• [What you need to do]: Copy the part of the Athena tutorial that opens with the words containing "We will use the AWS" and closes with "in S3 bucket?", renaming "learnaws-athena-tutorial" to "my-athena-bucket" everywhere it occurs.

--- start of Source ---

Introduction

AWS Athena is a serverless query platform that makes it easy to query and analyze data in Amazon S3 using standard SQL.

In this article, we will look at how to use the Amazon Boto3 library to query structured data stored in AWS. We will be discussing the following steps in this tutorial:

  • Creating an S3 bucket
  • Storing structured data in S3
  • Creating a new database in Athena
  • Creating a new table in Athena
  • Querying a table in Athena
  • Accessing result of a query

Table of contents

Prerequisites

  • AWS CLI
  • Python3
  • Boto3: Boto3 can be installed using pip: pip install boto3
  • AWS Credentials: If you haven’t setup your AWS credentials before, this resource from AWS is helpful.

How to create an S3 bucket?

We will use the AWS CLI to create a new S3 bucket.

aws s3 mb s3://learnaws-athena-tutorial

Output:

make_bucket: learnaws-athena-tutorial

How to store structured data in S3 bucket?

We will store this dataset on funding data from Techcrunch for this tutorial. To upload this file to S3, use the following commands:

aws s3 cp athena_data.csv s3://learnaws-athena-tutorial/input/

Output:

upload: ./athena_data.csv to s3://learnaws-athena-tutorial/input/athena_data.csv

How to check the status of a query in Athena?

We will use the get_query_execution method to check the status of the query. The method takes the ExecutionId of the query as input.


def has_query_succeeded(execution_id):
    state = "RUNNING"
    max_execution = 5

    while max_execution > 0 and state in ["RUNNING", "QUEUED"]:
        max_execution -= 1
        response = CLIENT.get_query_execution(QueryExecutionId=execution_id)
        if (
            "QueryExecution" in response
            and "Status" in response["QueryExecution"]
            and "State" in response["QueryExecution"]["Status"]
        ):
            state = response["QueryExecution"]["Status"]["State"]
            if state == "SUCCEEDED":
                return True

        time.sleep(30)

    return False

How to create a new database in Athena?

We will use the start_query_execution method to create a new database in Athena.


CLIENT = boto3.client("athena")

DATABASE_NAME = "athena_tutorial"
RESULT_OUTPUT_LOCATION = "s3://learnaws-athena-tutorial/queries/"

def create_database():
    response = CLIENT.start_query_execution(
        QueryString=f"create database {DATABASE_NAME}",
        ResultConfiguration={"OutputLocation": RESULT_OUTPUT_LOCATION}
    )

    return response["QueryExecutionId"]

We are creating a new database named athena_tutorial and storing the output of the query in s3://learnaws-athena-tutorial/queries/.

How to create a new table in Athena?

We will be creating a table called funding_data in Athena based on the schema of our CSV. To do so, we will create the following DDL and store it in a file name ‘funding_table.ddl`.

--- end of Source ---
--- start of Data listing ---

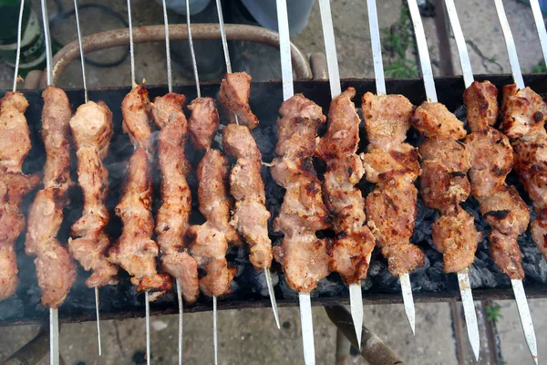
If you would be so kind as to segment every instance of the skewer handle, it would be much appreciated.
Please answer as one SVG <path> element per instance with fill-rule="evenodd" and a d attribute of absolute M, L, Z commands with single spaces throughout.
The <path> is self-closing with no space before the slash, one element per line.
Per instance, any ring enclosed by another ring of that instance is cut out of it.
<path fill-rule="evenodd" d="M 304 362 L 315 365 L 315 345 L 314 342 L 314 320 L 312 318 L 312 300 L 309 293 L 298 293 L 300 303 L 300 325 L 302 326 L 302 346 Z"/>
<path fill-rule="evenodd" d="M 513 287 L 515 300 L 517 301 L 517 308 L 519 309 L 519 316 L 521 317 L 521 324 L 522 325 L 524 338 L 526 339 L 526 343 L 528 344 L 528 349 L 530 349 L 532 358 L 537 364 L 538 344 L 536 341 L 533 323 L 532 322 L 530 308 L 528 307 L 528 300 L 526 300 L 526 293 L 524 293 L 524 287 L 522 286 L 522 280 L 512 279 L 511 280 L 511 284 Z"/>
<path fill-rule="evenodd" d="M 291 63 L 291 38 L 289 32 L 289 17 L 287 1 L 276 0 L 277 28 L 279 29 L 279 53 L 281 55 L 281 78 L 283 82 L 283 99 L 286 100 L 294 95 L 293 86 L 293 64 Z"/>
<path fill-rule="evenodd" d="M 386 95 L 386 78 L 384 77 L 384 61 L 382 60 L 382 44 L 380 41 L 380 26 L 376 0 L 366 0 L 368 10 L 368 26 L 370 27 L 370 42 L 372 46 L 372 60 L 376 78 L 377 94 Z"/>
<path fill-rule="evenodd" d="M 445 5 L 447 13 L 449 14 L 449 19 L 450 20 L 452 33 L 454 33 L 454 38 L 456 38 L 456 47 L 458 48 L 458 55 L 459 56 L 459 65 L 461 66 L 463 81 L 465 82 L 465 87 L 469 88 L 473 83 L 473 70 L 471 69 L 471 61 L 470 60 L 470 54 L 465 43 L 465 37 L 461 31 L 461 25 L 459 23 L 459 18 L 458 17 L 456 5 L 454 4 L 454 0 L 445 0 Z"/>
<path fill-rule="evenodd" d="M 59 311 L 49 308 L 49 364 L 59 365 Z"/>
<path fill-rule="evenodd" d="M 459 285 L 459 293 L 461 295 L 461 304 L 463 305 L 463 313 L 465 315 L 465 324 L 467 327 L 468 337 L 475 360 L 479 361 L 480 351 L 480 337 L 479 335 L 479 325 L 477 323 L 477 312 L 475 303 L 473 302 L 473 293 L 471 292 L 471 283 L 470 281 L 470 269 L 466 267 L 458 273 L 458 284 Z"/>
<path fill-rule="evenodd" d="M 533 20 L 535 21 L 536 28 L 538 30 L 542 51 L 543 51 L 543 60 L 545 61 L 545 65 L 547 65 L 547 30 L 545 29 L 545 21 L 543 20 L 542 8 L 540 7 L 538 0 L 530 0 L 530 5 L 532 6 Z"/>
<path fill-rule="evenodd" d="M 331 88 L 331 98 L 335 99 L 342 92 L 340 87 L 340 71 L 338 69 L 338 57 L 336 55 L 336 43 L 333 26 L 330 0 L 319 0 L 321 24 L 323 25 L 323 36 L 325 38 L 325 51 L 326 53 L 326 68 Z"/>
<path fill-rule="evenodd" d="M 419 66 L 426 88 L 426 96 L 428 102 L 437 102 L 437 90 L 435 89 L 433 69 L 431 68 L 429 50 L 428 49 L 428 42 L 426 41 L 426 32 L 424 32 L 424 25 L 422 24 L 419 8 L 416 0 L 408 0 L 408 9 L 410 10 L 410 17 L 414 26 L 414 34 L 416 35 L 416 44 L 418 45 Z"/>
<path fill-rule="evenodd" d="M 401 282 L 401 291 L 403 294 L 403 303 L 405 304 L 405 312 L 407 318 L 412 328 L 412 334 L 416 334 L 416 309 L 414 308 L 414 297 L 412 297 L 412 286 L 410 285 L 410 276 L 408 273 L 399 276 Z"/>
<path fill-rule="evenodd" d="M 524 89 L 524 79 L 522 78 L 522 71 L 521 70 L 521 64 L 519 63 L 517 47 L 515 46 L 515 40 L 512 37 L 509 22 L 507 21 L 503 3 L 501 0 L 494 0 L 494 3 L 496 4 L 496 12 L 498 13 L 498 18 L 500 18 L 500 25 L 503 31 L 503 36 L 505 37 L 505 46 L 507 47 L 507 54 L 509 56 L 509 63 L 511 64 L 511 71 L 512 72 L 513 79 L 515 84 L 517 84 L 517 88 Z"/>

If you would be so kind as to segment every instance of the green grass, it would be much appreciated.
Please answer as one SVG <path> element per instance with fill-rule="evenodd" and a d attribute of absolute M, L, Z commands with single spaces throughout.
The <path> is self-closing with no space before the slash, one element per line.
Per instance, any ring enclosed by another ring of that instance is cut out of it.
<path fill-rule="evenodd" d="M 407 49 L 414 45 L 408 7 L 403 6 L 398 21 L 389 28 L 382 29 L 382 44 L 393 58 L 384 69 L 387 78 L 412 78 L 419 76 L 416 62 L 407 58 Z"/>

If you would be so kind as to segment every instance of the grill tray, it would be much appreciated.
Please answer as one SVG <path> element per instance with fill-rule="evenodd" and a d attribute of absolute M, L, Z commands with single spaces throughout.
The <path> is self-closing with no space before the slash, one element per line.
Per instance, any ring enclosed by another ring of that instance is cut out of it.
<path fill-rule="evenodd" d="M 498 88 L 512 83 L 512 78 L 508 75 L 496 75 L 488 77 L 477 77 L 478 80 L 490 79 Z M 547 95 L 547 75 L 528 75 L 524 77 L 526 85 L 536 92 Z M 460 77 L 439 78 L 436 79 L 439 101 L 444 103 L 447 108 L 455 111 L 459 117 L 465 116 L 462 105 L 462 94 L 464 91 L 463 79 Z M 366 91 L 375 92 L 375 81 L 373 79 L 346 79 L 343 80 L 342 89 L 352 86 L 356 89 L 357 97 L 354 100 L 357 107 L 360 106 L 360 98 Z M 387 92 L 403 94 L 415 105 L 419 105 L 425 99 L 423 81 L 421 79 L 387 80 Z M 166 86 L 150 86 L 148 88 L 150 99 L 167 93 Z M 203 96 L 214 97 L 218 92 L 218 84 L 203 84 L 201 92 Z M 110 193 L 108 206 L 111 213 L 110 223 L 107 227 L 108 233 L 115 240 L 120 234 L 120 221 L 114 214 L 114 207 L 119 199 L 120 187 L 125 176 L 125 166 L 133 151 L 129 138 L 121 130 L 121 110 L 120 105 L 129 88 L 113 88 L 89 90 L 89 99 L 104 100 L 113 113 L 115 125 L 115 135 L 112 139 L 110 153 L 106 161 L 106 165 L 110 174 Z M 194 86 L 174 87 L 174 92 L 186 95 L 188 100 L 193 99 L 195 95 Z M 302 92 L 307 98 L 321 105 L 324 112 L 327 113 L 330 102 L 329 85 L 326 81 L 297 81 L 294 84 L 294 92 Z M 26 172 L 40 172 L 44 162 L 44 146 L 39 135 L 40 115 L 43 106 L 41 90 L 26 90 L 30 107 L 26 112 L 26 118 L 31 130 L 33 150 L 26 161 L 24 171 Z M 0 92 L 3 95 L 4 92 Z M 67 89 L 67 94 L 70 100 L 73 110 L 84 102 L 82 89 Z M 282 84 L 278 81 L 256 82 L 252 84 L 250 104 L 253 112 L 261 121 L 260 126 L 253 130 L 259 148 L 263 152 L 263 160 L 270 162 L 274 157 L 274 148 L 275 146 L 277 133 L 275 129 L 275 119 L 278 109 L 283 101 Z M 188 110 L 186 110 L 188 111 Z M 187 113 L 188 114 L 188 113 Z M 408 141 L 418 145 L 421 138 L 415 130 L 408 133 Z M 218 141 L 218 139 L 216 139 Z M 190 143 L 188 143 L 190 145 Z M 216 142 L 215 142 L 216 144 Z M 364 151 L 366 145 L 366 135 L 362 130 L 360 151 Z M 189 147 L 187 156 L 195 166 L 202 154 Z M 157 168 L 157 167 L 155 167 Z M 321 167 L 319 166 L 319 170 Z M 157 170 L 155 170 L 157 172 Z M 73 151 L 72 162 L 73 180 L 77 181 L 76 176 L 76 158 Z M 155 203 L 157 209 L 159 201 L 158 187 L 159 174 L 155 177 Z M 283 197 L 283 190 L 272 180 L 267 168 L 263 168 L 263 178 L 266 185 L 267 206 L 274 217 L 279 210 L 279 204 Z M 518 179 L 512 173 L 508 177 L 508 182 L 515 184 L 524 200 L 530 203 L 528 196 L 521 189 Z M 197 180 L 195 174 L 189 177 L 189 183 L 192 189 L 193 207 L 191 222 L 200 224 L 203 221 L 197 210 Z M 363 182 L 360 188 L 364 193 L 370 192 L 374 186 Z M 25 209 L 34 198 L 34 193 L 24 201 Z M 81 191 L 76 187 L 70 192 L 71 202 L 65 211 L 65 222 L 59 233 L 59 239 L 66 243 L 68 237 L 69 228 L 72 224 L 81 215 L 82 197 Z M 485 238 L 479 244 L 477 259 L 470 269 L 471 286 L 476 300 L 506 299 L 512 297 L 511 283 L 493 264 L 490 258 L 487 247 L 488 227 L 484 220 L 478 214 L 478 204 L 474 199 L 470 198 L 465 204 L 468 211 L 475 214 L 475 223 L 480 230 L 486 229 Z M 27 212 L 26 211 L 26 214 Z M 426 264 L 410 275 L 414 297 L 417 302 L 426 301 L 454 301 L 459 300 L 458 281 L 455 275 L 445 275 L 442 272 L 442 256 L 432 246 L 430 238 L 431 223 L 437 218 L 437 214 L 426 208 L 421 200 L 418 199 L 418 214 L 412 242 L 418 244 L 426 253 L 428 258 Z M 270 233 L 274 245 L 281 240 L 279 235 Z M 22 235 L 24 237 L 25 235 Z M 19 267 L 20 284 L 16 294 L 0 302 L 0 325 L 30 324 L 45 322 L 47 320 L 48 311 L 40 304 L 40 290 L 36 284 L 35 266 L 33 258 L 27 256 L 24 252 L 24 238 L 15 244 L 17 251 L 17 265 Z M 535 248 L 532 241 L 530 232 L 527 232 L 519 239 L 519 244 L 523 253 L 522 266 L 526 273 L 525 287 L 529 297 L 547 297 L 547 264 L 542 258 L 541 254 Z M 232 249 L 229 253 L 229 262 L 240 267 L 234 280 L 234 292 L 231 296 L 220 299 L 218 308 L 233 309 L 269 307 L 270 300 L 267 297 L 265 279 L 263 273 L 256 273 L 246 258 L 243 249 Z M 275 285 L 275 295 L 280 307 L 297 306 L 298 297 L 296 293 L 288 288 L 283 277 L 281 267 L 274 264 L 274 282 Z M 59 318 L 63 322 L 77 322 L 95 319 L 95 301 L 92 289 L 85 286 L 88 274 L 81 268 L 78 271 L 77 280 L 67 297 L 65 303 L 59 308 Z M 398 280 L 393 278 L 387 269 L 387 263 L 381 257 L 377 249 L 375 250 L 368 278 L 363 282 L 363 297 L 366 303 L 400 303 L 400 287 Z M 120 283 L 116 287 L 107 287 L 99 289 L 101 318 L 124 318 L 131 317 L 144 317 L 144 295 L 137 294 L 135 288 L 130 285 L 129 276 L 125 272 L 120 272 Z M 312 293 L 313 305 L 325 306 L 331 304 L 347 304 L 348 291 L 337 275 L 331 275 L 319 284 L 317 290 Z M 185 311 L 206 311 L 212 310 L 212 302 L 203 296 L 200 297 L 198 303 L 192 307 L 186 307 Z M 178 311 L 176 297 L 170 293 L 160 298 L 157 302 L 150 304 L 150 311 L 153 315 L 171 314 Z"/>

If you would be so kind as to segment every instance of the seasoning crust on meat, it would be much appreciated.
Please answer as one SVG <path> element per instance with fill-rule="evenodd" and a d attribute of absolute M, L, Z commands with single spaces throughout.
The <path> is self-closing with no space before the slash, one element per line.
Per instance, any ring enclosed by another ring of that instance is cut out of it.
<path fill-rule="evenodd" d="M 467 177 L 470 151 L 458 141 L 467 131 L 440 103 L 422 103 L 410 122 L 428 137 L 418 150 L 422 157 L 420 193 L 425 204 L 440 213 L 432 226 L 433 244 L 443 255 L 445 273 L 458 273 L 473 263 L 479 244 L 473 216 L 460 205 L 471 189 Z"/>
<path fill-rule="evenodd" d="M 326 163 L 323 193 L 336 233 L 330 248 L 330 269 L 346 284 L 366 278 L 375 237 L 366 225 L 365 199 L 356 187 L 365 169 L 356 154 L 361 120 L 351 101 L 356 90 L 348 88 L 333 99 L 326 133 L 316 154 Z"/>
<path fill-rule="evenodd" d="M 77 157 L 78 183 L 84 194 L 83 214 L 72 225 L 70 253 L 86 270 L 93 270 L 88 287 L 118 284 L 118 267 L 107 260 L 110 238 L 104 228 L 110 218 L 105 201 L 108 172 L 103 159 L 108 153 L 114 132 L 112 113 L 105 103 L 88 101 L 70 120 Z"/>
<path fill-rule="evenodd" d="M 44 189 L 35 197 L 28 214 L 25 251 L 35 256 L 42 304 L 57 308 L 76 280 L 70 254 L 57 239 L 63 223 L 63 208 L 70 180 L 70 104 L 60 89 L 47 87 L 42 93 L 42 138 L 46 147 Z M 46 224 L 45 224 L 46 223 Z"/>
<path fill-rule="evenodd" d="M 423 265 L 425 257 L 410 243 L 417 214 L 414 181 L 420 174 L 416 149 L 405 143 L 413 106 L 402 95 L 367 92 L 362 101 L 369 144 L 361 159 L 366 180 L 377 184 L 366 197 L 367 225 L 389 272 L 399 276 Z"/>
<path fill-rule="evenodd" d="M 321 107 L 302 94 L 285 100 L 279 113 L 278 157 L 272 162 L 271 172 L 286 191 L 274 223 L 274 230 L 284 237 L 281 245 L 274 247 L 274 256 L 282 265 L 289 287 L 309 293 L 329 274 L 327 242 L 315 235 L 329 227 L 328 211 L 312 162 L 317 130 L 326 119 Z"/>
<path fill-rule="evenodd" d="M 251 78 L 245 72 L 227 73 L 221 82 L 219 101 L 224 106 L 231 123 L 235 123 L 235 115 L 239 123 L 253 130 L 258 125 L 258 118 L 249 106 Z"/>
<path fill-rule="evenodd" d="M 272 265 L 268 236 L 270 212 L 266 209 L 264 183 L 260 170 L 262 154 L 245 126 L 230 124 L 222 130 L 222 146 L 237 159 L 230 173 L 230 192 L 235 199 L 230 224 L 249 244 L 249 260 L 256 270 Z"/>
<path fill-rule="evenodd" d="M 518 89 L 515 85 L 503 88 L 502 100 L 500 128 L 511 139 L 513 168 L 528 192 L 536 213 L 536 217 L 531 223 L 532 239 L 543 257 L 547 257 L 547 106 L 542 97 L 530 88 Z M 512 209 L 511 213 L 517 217 L 521 216 L 519 220 L 524 222 L 520 210 Z M 519 225 L 517 227 L 522 229 Z M 503 239 L 499 242 L 500 245 L 504 243 Z M 511 265 L 514 261 L 511 261 Z M 504 262 L 510 260 L 505 258 Z"/>
<path fill-rule="evenodd" d="M 20 92 L 6 92 L 0 99 L 0 301 L 17 289 L 15 244 L 25 229 L 21 201 L 39 182 L 37 175 L 23 173 L 30 151 L 30 136 L 25 111 L 28 102 Z"/>
<path fill-rule="evenodd" d="M 153 155 L 150 126 L 150 103 L 144 84 L 126 95 L 122 104 L 123 130 L 129 135 L 136 150 L 129 160 L 123 195 L 116 206 L 116 215 L 123 229 L 110 249 L 108 260 L 119 265 L 131 276 L 137 291 L 151 290 L 150 301 L 171 288 L 168 274 L 158 274 L 156 257 L 158 244 L 151 239 L 154 233 L 152 217 L 152 182 L 150 176 Z"/>
<path fill-rule="evenodd" d="M 195 303 L 200 295 L 198 265 L 190 255 L 186 241 L 191 212 L 191 193 L 186 175 L 190 162 L 184 156 L 188 126 L 182 107 L 183 95 L 169 93 L 152 104 L 152 117 L 160 128 L 158 158 L 161 172 L 161 206 L 156 216 L 156 234 L 161 251 L 161 266 L 180 279 L 182 296 Z"/>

--- end of Data listing ---

• [Right answer]:
We will use the AWS CLI to create a new S3 bucket.

aws s3 mb s3://my-athena-bucket

Output:

make_bucket: my-athena-bucket

How to store structured data in S3 bucket?